===== DATASET CONTENT

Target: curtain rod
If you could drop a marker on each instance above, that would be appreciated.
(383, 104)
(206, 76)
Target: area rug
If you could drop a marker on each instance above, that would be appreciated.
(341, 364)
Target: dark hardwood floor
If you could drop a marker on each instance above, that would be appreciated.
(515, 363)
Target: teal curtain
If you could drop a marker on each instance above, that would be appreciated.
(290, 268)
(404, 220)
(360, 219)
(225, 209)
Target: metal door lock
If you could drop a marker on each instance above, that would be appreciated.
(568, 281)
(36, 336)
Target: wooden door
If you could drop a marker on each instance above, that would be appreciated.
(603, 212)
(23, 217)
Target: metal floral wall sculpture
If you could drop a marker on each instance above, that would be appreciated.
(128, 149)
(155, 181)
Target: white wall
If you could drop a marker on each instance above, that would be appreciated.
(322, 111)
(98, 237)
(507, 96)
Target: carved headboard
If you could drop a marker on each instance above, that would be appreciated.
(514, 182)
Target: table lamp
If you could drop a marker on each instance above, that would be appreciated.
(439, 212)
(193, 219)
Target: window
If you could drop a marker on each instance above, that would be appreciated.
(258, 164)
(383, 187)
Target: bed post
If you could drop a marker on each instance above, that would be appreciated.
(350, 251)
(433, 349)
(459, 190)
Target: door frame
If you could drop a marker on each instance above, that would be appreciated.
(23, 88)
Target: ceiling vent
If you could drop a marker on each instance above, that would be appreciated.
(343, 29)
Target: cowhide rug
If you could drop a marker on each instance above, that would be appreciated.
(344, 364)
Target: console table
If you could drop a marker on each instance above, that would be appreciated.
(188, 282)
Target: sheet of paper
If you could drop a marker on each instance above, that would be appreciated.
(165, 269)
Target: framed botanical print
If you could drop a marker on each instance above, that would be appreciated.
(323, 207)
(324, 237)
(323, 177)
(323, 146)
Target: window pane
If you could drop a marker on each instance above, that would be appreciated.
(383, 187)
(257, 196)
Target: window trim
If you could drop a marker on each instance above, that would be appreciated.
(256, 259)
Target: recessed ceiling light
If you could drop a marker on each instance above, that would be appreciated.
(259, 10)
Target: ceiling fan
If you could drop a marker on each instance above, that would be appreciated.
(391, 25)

==========

**PROBLEM DETAILS**
Copy down each line in the entries that has the word "metal".

**RESULT FOR THIS TASK**
Target: metal door lock
Target: metal floral wall sculpture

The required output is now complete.